La delusione, da parte della critica, di fronte alle potenzialità individuate nelle nuove istituzioni, si era consumata nel giro di pochissimi anni ed era stata tanto più cocente in quanto, proprio nel carattere associativo delle Promotrici, si era ipotizzato un possibile aggancio con la riforma nell'arte tre-quattrocentesca additata in ambito puristico come modello didattico e operativo. Scriveva Selvatico nel 1845, rievocando la sua speranza, andata ormai delusa di fronte alle "donne seminude", alle commerciali vedute di Venezia e di Firenze, alle "tele per sì fatto modo tinte di giallo e di rosso, da rincarare le sostanze che producono que' colori"
6 dell'esposizione organizzata dalla Promotrice fiorentina: "ricordandomi quanto lo spirito d'associazione avesse potuto operare nella Firenze del medioevo, mi crebbe speranza che codesta istituzione potesse e dovesse ben più che in altri paesi fiorire e portar quindi l'arte toscana a stato migliore"7 . Ancora nel 1842, nelle considerazioni Sull'educazione del pittore storico odierno italiano, Selvatico indicava utopisticamente il ruolo di mecenatismo illuminato e disinteressato che "molti ricchi congregati in società" avrebbero potuto svolgere per alleviare con acquisti, ma soprattutto con premi e stipendi l'indigenza di molti artisti. "In somma, - concludeva - bisognerebbe che le esposizioni italiane pigliassero norma da quelle vantaggiosissime che or si praticano nella Germania e nella Francia, o dalle recenti di Trieste e di Torino in tutto quanto esse presentano di vantaggioso"8.
◇ ◇ ◇ ◇ ◇
CONSEGNA:
Nel brano sulle Promotrici, in quale scritto del 1842 Selvatico indicava il ruolo che "molti ricchi congregati in società" avrebbero potuto svolgere? Le registrazioni non servono per svolgere il lavoro.

REGISTRAZIONI:
◇ ◇ ◇ ◇ ◇
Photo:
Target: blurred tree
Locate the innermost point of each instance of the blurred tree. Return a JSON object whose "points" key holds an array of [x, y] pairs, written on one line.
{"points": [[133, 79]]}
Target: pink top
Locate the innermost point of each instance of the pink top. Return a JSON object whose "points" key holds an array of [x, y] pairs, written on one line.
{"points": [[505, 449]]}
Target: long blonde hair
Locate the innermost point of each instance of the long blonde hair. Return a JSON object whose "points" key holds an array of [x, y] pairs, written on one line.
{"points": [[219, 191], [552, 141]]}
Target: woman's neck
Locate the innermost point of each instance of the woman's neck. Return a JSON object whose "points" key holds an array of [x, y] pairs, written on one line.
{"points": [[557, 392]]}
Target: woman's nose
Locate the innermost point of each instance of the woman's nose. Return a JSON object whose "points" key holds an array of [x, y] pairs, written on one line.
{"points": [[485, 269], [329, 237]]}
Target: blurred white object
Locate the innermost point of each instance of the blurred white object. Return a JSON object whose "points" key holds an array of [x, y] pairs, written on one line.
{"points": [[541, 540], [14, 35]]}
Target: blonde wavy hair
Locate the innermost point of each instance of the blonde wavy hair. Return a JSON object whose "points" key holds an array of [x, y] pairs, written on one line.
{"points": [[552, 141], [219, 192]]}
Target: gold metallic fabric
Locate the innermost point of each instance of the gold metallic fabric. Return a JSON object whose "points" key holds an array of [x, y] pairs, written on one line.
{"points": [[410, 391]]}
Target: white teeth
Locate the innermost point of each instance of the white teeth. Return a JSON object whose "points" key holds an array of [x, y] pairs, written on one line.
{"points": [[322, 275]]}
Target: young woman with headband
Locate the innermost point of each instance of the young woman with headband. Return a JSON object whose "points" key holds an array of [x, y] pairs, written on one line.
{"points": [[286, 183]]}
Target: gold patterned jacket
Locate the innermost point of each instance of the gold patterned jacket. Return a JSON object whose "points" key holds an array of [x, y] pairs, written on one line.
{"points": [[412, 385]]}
◇ ◇ ◇ ◇ ◇
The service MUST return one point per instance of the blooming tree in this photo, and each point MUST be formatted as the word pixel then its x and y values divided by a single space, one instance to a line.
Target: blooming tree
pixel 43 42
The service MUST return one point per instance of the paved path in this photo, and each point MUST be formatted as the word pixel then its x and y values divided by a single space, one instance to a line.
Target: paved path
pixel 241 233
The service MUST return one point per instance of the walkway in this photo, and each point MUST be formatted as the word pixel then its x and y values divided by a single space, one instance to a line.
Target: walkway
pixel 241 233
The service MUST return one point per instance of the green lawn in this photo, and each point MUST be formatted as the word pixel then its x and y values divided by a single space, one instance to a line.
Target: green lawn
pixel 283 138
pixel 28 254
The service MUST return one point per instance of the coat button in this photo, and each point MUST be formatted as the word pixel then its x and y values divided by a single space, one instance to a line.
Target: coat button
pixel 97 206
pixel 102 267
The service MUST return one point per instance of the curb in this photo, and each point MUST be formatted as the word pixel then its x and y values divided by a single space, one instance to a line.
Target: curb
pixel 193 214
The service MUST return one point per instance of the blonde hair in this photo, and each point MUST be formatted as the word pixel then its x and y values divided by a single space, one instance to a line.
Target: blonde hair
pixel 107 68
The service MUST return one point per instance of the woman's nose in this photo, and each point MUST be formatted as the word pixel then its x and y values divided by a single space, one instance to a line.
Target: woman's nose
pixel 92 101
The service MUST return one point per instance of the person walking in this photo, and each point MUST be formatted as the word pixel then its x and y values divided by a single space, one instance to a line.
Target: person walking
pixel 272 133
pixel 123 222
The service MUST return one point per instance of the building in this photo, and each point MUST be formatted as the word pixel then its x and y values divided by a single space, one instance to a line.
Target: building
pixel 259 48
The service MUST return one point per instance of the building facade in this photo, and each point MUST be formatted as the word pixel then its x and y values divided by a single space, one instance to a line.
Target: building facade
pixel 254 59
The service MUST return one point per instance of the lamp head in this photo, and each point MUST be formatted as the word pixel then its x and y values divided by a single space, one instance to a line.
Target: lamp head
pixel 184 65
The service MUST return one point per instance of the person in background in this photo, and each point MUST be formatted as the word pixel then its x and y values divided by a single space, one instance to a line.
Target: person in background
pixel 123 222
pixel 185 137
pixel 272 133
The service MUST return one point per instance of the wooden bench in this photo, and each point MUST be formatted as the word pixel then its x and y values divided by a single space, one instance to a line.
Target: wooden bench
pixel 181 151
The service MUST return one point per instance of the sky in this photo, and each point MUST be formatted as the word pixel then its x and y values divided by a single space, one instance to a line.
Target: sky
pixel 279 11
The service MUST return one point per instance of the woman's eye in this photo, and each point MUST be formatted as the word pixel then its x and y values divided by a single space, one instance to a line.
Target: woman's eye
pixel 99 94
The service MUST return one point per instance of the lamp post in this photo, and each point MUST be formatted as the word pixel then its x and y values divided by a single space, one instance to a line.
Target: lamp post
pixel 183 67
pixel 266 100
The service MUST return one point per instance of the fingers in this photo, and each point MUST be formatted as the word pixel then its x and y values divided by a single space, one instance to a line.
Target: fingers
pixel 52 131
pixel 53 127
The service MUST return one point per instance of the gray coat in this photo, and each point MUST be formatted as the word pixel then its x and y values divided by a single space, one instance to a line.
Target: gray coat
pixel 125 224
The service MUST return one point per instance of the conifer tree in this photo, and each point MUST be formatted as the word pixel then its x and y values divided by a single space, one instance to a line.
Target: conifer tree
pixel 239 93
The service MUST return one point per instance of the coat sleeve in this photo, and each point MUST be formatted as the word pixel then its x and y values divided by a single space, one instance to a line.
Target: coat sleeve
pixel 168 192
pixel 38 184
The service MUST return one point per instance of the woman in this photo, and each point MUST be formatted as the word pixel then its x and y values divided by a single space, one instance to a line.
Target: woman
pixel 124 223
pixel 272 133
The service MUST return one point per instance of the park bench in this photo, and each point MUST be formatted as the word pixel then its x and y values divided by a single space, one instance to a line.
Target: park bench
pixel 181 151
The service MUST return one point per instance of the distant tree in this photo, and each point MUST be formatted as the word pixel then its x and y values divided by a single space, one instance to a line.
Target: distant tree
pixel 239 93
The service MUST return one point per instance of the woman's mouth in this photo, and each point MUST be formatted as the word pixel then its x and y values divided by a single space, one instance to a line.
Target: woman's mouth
◇ ◇ ◇ ◇ ◇
RISPOSTA:
Nelle considerazioni Sull'educazione del pittore storico odierno italiano.